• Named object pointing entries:
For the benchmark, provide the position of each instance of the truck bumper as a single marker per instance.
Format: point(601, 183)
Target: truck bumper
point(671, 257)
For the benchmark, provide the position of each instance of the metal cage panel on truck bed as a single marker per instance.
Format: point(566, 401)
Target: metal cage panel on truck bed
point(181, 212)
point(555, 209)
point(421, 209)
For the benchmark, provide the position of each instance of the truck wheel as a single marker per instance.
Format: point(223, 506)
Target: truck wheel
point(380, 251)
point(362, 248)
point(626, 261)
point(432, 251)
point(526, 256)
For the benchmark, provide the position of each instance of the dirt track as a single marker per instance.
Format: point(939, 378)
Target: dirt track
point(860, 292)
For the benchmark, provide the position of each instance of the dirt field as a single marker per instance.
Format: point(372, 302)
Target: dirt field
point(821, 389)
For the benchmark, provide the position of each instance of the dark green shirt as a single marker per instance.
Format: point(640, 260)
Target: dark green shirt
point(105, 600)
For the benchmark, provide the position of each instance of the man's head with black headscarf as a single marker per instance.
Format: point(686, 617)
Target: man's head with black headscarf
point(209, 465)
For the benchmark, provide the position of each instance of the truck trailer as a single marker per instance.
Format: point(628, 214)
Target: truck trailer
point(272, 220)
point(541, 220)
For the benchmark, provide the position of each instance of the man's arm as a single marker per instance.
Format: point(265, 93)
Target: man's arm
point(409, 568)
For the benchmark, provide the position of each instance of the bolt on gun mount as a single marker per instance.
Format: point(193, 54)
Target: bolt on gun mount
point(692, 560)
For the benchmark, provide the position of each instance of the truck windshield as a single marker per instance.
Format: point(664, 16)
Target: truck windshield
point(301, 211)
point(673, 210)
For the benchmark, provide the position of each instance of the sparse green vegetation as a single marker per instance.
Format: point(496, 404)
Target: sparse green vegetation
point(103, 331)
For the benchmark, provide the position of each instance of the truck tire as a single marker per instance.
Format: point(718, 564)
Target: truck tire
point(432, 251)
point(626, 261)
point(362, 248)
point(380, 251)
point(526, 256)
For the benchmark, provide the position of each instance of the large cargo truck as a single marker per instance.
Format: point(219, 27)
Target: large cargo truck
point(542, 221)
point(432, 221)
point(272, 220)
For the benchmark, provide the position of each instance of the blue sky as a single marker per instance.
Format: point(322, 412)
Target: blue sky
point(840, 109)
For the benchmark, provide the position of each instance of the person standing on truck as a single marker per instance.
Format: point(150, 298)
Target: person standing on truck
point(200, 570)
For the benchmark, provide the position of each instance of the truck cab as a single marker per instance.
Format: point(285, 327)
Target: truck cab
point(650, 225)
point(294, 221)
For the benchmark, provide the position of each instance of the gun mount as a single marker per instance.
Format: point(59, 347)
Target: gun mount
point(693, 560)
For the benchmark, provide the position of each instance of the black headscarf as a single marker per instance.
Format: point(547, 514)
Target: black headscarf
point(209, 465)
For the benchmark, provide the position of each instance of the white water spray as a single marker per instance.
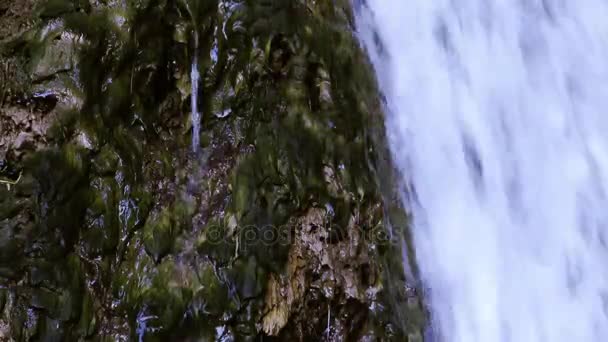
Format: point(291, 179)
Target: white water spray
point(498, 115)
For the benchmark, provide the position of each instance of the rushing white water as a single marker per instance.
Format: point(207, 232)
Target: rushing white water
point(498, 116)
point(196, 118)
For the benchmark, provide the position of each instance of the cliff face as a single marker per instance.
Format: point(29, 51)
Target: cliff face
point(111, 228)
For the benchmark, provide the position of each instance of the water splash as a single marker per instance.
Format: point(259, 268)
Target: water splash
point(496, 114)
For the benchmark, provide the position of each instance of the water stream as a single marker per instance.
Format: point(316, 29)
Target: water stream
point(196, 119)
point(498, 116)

...

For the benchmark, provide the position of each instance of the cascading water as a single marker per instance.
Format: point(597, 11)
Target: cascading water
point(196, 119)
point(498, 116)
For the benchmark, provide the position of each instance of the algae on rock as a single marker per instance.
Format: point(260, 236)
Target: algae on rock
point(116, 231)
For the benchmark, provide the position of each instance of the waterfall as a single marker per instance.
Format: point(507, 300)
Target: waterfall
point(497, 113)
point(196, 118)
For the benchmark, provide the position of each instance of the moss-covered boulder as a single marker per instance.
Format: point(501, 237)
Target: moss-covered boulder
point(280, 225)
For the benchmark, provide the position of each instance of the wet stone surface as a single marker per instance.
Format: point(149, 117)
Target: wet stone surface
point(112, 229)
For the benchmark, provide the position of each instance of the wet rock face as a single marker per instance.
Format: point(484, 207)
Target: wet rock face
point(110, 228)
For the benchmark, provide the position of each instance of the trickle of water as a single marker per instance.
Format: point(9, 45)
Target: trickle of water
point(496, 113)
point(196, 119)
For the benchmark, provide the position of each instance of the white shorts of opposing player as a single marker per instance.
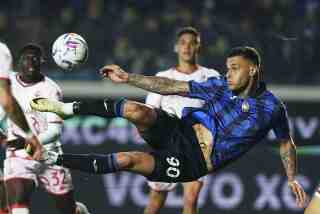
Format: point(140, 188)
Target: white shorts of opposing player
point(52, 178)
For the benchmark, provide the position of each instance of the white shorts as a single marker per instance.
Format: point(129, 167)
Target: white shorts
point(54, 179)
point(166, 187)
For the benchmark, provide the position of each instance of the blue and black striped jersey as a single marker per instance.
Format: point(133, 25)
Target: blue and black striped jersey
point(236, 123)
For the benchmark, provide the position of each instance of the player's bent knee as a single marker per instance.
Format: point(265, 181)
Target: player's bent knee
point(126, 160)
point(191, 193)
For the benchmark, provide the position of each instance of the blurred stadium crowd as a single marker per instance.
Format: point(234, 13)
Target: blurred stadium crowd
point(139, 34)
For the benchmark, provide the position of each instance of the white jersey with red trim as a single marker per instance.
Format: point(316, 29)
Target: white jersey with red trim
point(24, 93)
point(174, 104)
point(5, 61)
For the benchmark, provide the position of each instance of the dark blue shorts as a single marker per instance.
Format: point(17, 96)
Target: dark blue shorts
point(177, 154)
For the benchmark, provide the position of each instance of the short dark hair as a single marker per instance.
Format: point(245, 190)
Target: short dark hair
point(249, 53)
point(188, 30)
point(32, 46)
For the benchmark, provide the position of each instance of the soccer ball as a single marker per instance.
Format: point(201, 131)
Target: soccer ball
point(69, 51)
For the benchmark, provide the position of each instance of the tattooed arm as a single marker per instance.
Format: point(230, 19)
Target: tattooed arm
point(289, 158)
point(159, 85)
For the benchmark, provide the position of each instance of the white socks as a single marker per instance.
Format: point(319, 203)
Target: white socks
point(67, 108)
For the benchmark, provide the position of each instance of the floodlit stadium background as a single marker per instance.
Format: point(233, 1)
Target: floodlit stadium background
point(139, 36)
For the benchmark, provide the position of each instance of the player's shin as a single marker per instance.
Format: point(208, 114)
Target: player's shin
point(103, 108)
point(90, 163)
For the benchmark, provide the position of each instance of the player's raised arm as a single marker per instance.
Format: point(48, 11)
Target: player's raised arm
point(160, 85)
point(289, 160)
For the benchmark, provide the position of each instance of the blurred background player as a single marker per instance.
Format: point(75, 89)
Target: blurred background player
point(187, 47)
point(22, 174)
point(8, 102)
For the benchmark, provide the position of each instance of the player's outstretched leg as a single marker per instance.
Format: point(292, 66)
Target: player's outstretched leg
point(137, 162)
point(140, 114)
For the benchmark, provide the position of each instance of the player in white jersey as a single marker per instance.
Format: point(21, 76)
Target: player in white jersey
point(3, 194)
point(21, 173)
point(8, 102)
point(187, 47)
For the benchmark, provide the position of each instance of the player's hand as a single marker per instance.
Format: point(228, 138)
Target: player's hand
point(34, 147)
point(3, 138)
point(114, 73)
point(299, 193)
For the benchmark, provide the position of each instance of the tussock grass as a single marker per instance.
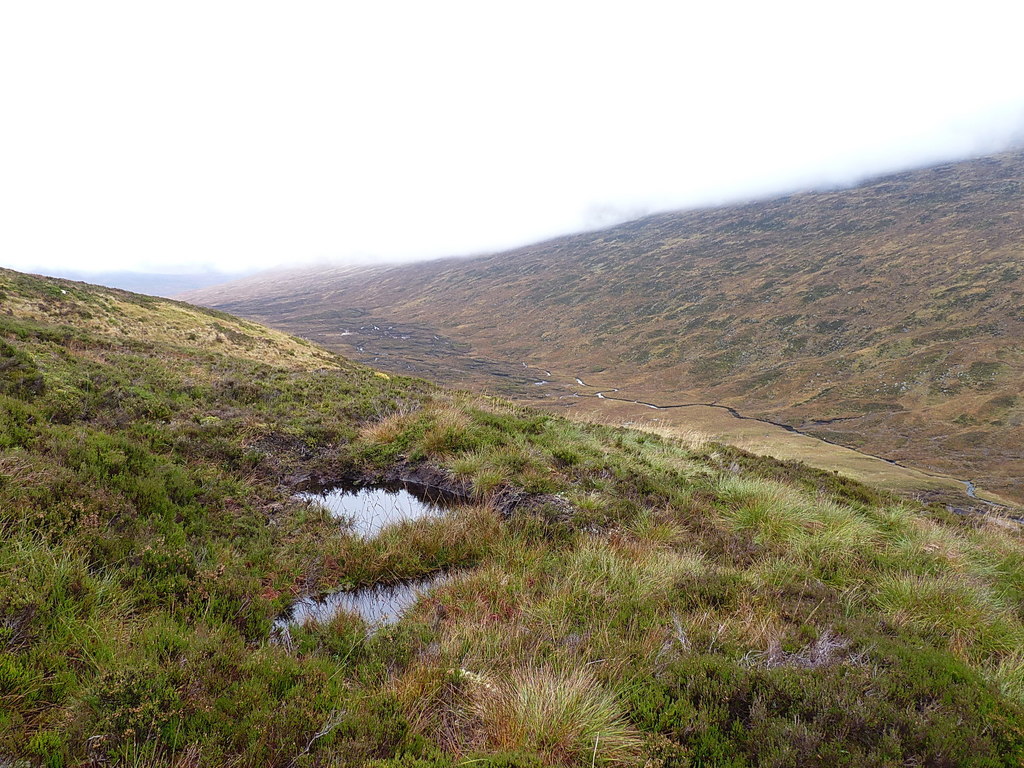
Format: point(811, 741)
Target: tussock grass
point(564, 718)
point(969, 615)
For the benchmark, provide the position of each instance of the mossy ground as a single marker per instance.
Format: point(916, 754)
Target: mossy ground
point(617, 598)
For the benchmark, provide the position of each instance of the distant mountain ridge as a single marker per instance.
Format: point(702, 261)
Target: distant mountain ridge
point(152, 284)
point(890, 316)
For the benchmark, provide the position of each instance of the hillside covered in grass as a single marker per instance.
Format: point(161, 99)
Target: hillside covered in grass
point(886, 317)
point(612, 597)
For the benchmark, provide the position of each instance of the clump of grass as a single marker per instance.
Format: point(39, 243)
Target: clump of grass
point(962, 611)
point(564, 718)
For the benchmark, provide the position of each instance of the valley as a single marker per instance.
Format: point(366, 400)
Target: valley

--

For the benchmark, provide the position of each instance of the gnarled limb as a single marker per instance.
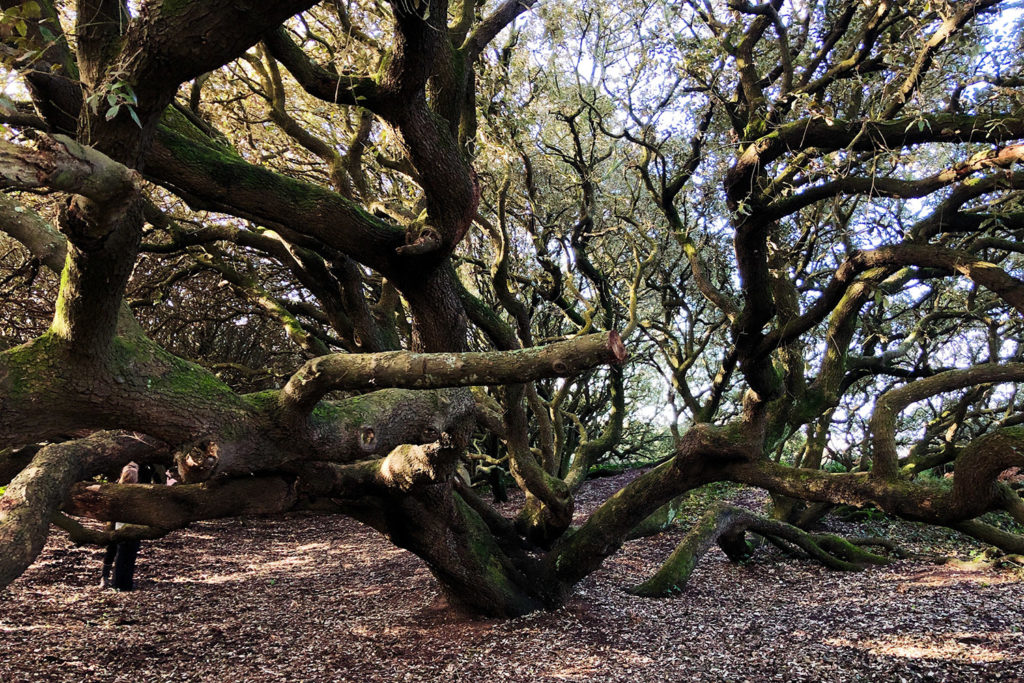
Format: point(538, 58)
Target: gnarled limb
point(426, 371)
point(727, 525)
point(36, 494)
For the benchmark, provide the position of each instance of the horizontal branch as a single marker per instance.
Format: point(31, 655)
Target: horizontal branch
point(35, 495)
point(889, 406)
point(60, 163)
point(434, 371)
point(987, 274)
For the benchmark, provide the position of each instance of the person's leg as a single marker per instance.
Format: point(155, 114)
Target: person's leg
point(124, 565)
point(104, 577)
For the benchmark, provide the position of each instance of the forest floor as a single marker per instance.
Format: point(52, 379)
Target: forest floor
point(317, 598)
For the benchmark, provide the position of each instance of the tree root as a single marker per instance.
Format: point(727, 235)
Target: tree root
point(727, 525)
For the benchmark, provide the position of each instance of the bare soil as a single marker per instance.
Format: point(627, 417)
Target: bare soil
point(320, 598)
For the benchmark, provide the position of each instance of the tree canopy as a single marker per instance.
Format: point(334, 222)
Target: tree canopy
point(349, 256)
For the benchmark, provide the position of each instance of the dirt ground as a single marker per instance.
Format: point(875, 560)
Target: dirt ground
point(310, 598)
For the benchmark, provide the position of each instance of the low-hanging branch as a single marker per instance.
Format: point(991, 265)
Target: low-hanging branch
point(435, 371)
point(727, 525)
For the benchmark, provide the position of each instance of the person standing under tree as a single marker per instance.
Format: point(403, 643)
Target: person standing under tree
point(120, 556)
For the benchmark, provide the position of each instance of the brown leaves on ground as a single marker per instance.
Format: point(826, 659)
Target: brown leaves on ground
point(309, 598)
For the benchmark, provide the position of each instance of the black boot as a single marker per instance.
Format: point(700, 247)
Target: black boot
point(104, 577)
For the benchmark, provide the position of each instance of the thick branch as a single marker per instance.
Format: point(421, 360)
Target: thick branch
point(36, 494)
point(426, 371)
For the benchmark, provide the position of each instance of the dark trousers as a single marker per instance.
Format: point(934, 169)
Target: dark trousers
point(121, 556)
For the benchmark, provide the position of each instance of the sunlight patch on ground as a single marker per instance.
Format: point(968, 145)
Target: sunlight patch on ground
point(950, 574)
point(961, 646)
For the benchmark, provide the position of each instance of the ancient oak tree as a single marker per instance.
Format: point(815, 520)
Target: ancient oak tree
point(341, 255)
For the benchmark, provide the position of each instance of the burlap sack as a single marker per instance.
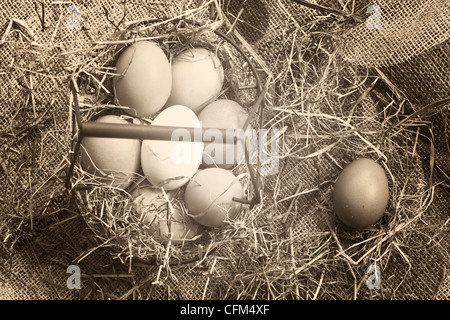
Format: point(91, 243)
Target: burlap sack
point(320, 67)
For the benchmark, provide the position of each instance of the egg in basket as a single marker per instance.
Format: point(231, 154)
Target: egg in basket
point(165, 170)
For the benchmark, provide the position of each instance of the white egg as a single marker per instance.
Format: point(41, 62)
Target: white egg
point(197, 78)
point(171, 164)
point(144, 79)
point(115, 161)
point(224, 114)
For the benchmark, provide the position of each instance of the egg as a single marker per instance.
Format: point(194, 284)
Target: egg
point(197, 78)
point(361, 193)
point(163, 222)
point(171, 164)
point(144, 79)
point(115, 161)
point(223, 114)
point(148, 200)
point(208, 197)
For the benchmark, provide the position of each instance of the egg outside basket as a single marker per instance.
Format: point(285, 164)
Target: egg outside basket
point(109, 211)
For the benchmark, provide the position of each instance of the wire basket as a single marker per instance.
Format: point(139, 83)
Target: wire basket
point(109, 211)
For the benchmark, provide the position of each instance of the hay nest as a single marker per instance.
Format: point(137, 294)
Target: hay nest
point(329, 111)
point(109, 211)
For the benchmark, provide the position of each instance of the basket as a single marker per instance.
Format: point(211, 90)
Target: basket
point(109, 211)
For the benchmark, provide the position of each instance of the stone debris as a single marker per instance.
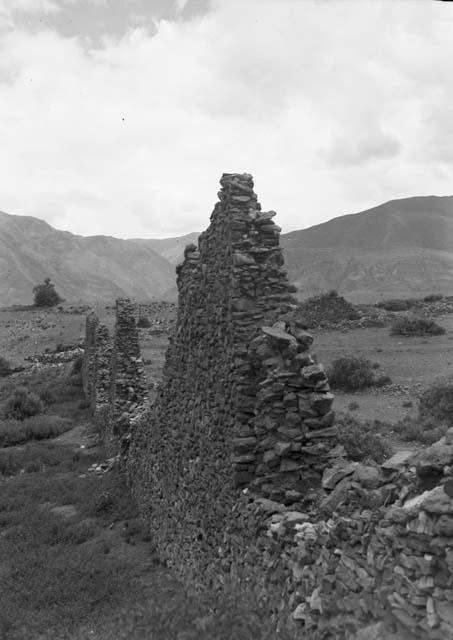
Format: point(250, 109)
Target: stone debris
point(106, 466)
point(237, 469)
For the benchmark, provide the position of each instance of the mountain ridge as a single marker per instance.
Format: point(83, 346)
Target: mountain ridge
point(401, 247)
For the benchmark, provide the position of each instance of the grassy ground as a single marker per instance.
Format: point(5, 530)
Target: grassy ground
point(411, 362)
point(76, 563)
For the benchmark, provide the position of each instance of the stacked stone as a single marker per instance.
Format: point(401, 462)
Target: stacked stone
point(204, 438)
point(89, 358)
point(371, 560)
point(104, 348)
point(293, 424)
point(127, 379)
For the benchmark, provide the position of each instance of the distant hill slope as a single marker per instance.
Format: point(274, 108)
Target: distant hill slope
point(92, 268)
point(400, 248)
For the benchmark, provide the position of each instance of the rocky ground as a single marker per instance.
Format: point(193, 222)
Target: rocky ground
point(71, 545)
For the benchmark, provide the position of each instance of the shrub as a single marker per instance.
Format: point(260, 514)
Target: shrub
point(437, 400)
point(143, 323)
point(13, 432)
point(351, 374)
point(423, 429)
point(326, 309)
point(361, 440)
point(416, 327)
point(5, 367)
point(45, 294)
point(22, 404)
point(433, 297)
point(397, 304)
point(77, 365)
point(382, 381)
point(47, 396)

• Goal of the exercise: Reproduce the lines from the line with "bumper as a single marker per instance." to the line with "point(421, 209)", swapping "benchmark" for "evaluation" and leaving everything else as it is.

• Response to this task:
For the evaluation, provide the position of each instance of the truck bumper as a single marker per instance.
Format: point(601, 183)
Target: truck bumper
point(671, 257)
For the evaluation, provide the position of each instance of the metal cage panel on truck bed as a single marker per instance.
Format: point(566, 401)
Target: metal cage panel on truck bed
point(181, 212)
point(555, 209)
point(421, 209)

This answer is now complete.